··· Data for the task ···

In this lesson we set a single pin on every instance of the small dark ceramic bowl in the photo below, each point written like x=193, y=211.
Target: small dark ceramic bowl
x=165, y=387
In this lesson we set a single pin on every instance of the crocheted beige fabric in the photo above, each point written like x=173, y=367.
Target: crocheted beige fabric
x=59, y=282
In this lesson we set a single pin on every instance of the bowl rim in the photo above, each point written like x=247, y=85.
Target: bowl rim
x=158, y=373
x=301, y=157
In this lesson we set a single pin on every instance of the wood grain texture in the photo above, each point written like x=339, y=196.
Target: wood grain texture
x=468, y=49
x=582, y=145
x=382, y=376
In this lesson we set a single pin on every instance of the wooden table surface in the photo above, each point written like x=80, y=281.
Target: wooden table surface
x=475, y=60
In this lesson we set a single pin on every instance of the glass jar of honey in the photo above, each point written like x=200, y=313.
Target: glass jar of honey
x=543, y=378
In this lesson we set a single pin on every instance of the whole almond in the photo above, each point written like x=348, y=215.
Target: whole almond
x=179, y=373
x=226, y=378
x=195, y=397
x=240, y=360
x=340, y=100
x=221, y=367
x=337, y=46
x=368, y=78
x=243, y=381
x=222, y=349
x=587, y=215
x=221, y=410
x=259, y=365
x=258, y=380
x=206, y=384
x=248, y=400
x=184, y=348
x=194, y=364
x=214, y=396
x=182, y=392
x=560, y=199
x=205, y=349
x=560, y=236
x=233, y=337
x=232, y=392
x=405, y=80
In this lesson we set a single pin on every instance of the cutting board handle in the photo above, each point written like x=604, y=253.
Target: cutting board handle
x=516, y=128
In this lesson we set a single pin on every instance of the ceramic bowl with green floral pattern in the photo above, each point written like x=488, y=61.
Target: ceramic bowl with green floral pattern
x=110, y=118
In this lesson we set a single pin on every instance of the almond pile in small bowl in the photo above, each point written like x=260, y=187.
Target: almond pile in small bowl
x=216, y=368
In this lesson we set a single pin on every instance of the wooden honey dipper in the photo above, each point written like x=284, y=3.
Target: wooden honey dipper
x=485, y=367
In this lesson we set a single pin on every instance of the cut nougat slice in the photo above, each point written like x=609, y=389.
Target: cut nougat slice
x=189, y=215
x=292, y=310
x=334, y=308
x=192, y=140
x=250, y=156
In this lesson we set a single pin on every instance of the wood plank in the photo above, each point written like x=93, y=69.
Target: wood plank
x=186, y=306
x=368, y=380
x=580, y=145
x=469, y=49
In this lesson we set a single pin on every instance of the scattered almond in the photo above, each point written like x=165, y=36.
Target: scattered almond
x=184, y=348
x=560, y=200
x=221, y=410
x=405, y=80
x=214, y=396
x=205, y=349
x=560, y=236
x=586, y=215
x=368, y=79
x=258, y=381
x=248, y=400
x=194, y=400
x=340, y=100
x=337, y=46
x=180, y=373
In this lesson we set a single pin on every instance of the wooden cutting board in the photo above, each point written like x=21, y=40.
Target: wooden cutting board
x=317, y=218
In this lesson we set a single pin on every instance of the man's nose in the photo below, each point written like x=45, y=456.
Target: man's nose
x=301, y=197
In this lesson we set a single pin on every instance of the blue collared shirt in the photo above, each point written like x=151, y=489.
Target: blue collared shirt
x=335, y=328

···

Problem:
Nothing in the data may change. Give it again in full.

Answer box:
In this lesson we set a single pin on every instance of the small dark ceramic bowl in the photo below, each point written like x=193, y=211.
Target: small dark ceramic bowl
x=165, y=387
In this lesson we set a single pin on every instance of the crocheted beige fabric in the photo above, each point written like x=173, y=367.
Target: crocheted beige fabric
x=59, y=282
In this lesson we set a single pin on every instance of the bowl rim in the photo above, each point written like x=247, y=85.
Target: bowl rim
x=158, y=373
x=301, y=157
In this lesson we set a single pin on every instance of the wood grain texture in the photo above, each point written like x=339, y=196.
Target: wood grain texture
x=468, y=49
x=582, y=145
x=382, y=376
In this lesson we set a single pin on every instance of the wooden table surface in the photo above, each point written like x=80, y=281.
Target: wooden table surface
x=475, y=60
In this lesson we set a single pin on every instance of the glass jar of honey in the photo above, each point written like x=200, y=313.
Target: glass jar of honey
x=543, y=378
In this lesson we set a single pin on every instance of the whole almond in the photo above, each point written like x=348, y=215.
Target: whole almond
x=179, y=373
x=226, y=378
x=195, y=397
x=240, y=360
x=340, y=100
x=221, y=367
x=337, y=46
x=368, y=78
x=243, y=381
x=222, y=349
x=587, y=215
x=221, y=410
x=259, y=365
x=258, y=380
x=206, y=384
x=248, y=400
x=184, y=348
x=194, y=364
x=214, y=396
x=182, y=392
x=560, y=199
x=205, y=349
x=560, y=236
x=233, y=337
x=232, y=392
x=405, y=80
In this lesson we set a single pin on every instance of the cutting board handle in the photo above, each point written like x=604, y=253.
Target: cutting board handle
x=516, y=128
In this lesson we set a single pin on every instance of the ceramic bowl with green floral pattern in the photo above, each point written like x=488, y=61.
Target: ceramic bowl with green floral pattern
x=110, y=118
In this lesson we set a single pin on every instance of the almond pile in small bowl in the photo above, each point written like x=260, y=187.
Target: almond pile in small bowl
x=216, y=368
In this lesson we set a single pin on every instance of the wooden honey dipper in the photo above, each point written like x=284, y=3.
Target: wooden honey dipper
x=485, y=367
In this lesson we set a single pin on every instance of the cut nougat slice in the photo above, each point written like x=609, y=389.
Target: cut nougat slice
x=189, y=215
x=292, y=310
x=334, y=308
x=192, y=140
x=250, y=156
In this lesson we set a single pin on every instance of the wood plank in the photo above, each point written like x=93, y=69.
Target: wood plank
x=186, y=306
x=368, y=380
x=580, y=145
x=469, y=49
In this lesson we set a single pin on every instance of the scattered almond in the photo above, each point written like x=165, y=36.
Target: scattered almond
x=184, y=348
x=560, y=200
x=221, y=410
x=405, y=80
x=214, y=396
x=205, y=349
x=560, y=236
x=586, y=215
x=368, y=79
x=258, y=381
x=248, y=400
x=194, y=400
x=340, y=100
x=337, y=46
x=180, y=373
In this lesson we set a single pin on every instance of the wooden cutting board in the photo above, each point written like x=21, y=40.
Target: wooden cutting board
x=317, y=218
In this lesson we set a single pin on every instance of the man's nose in the photo below, each point written like x=45, y=456.
Target: man's nose
x=301, y=197
In this lesson we set a single pin on every instance of the blue collared shirt in the photo above, each point written like x=151, y=489.
Target: blue collared shirt
x=335, y=328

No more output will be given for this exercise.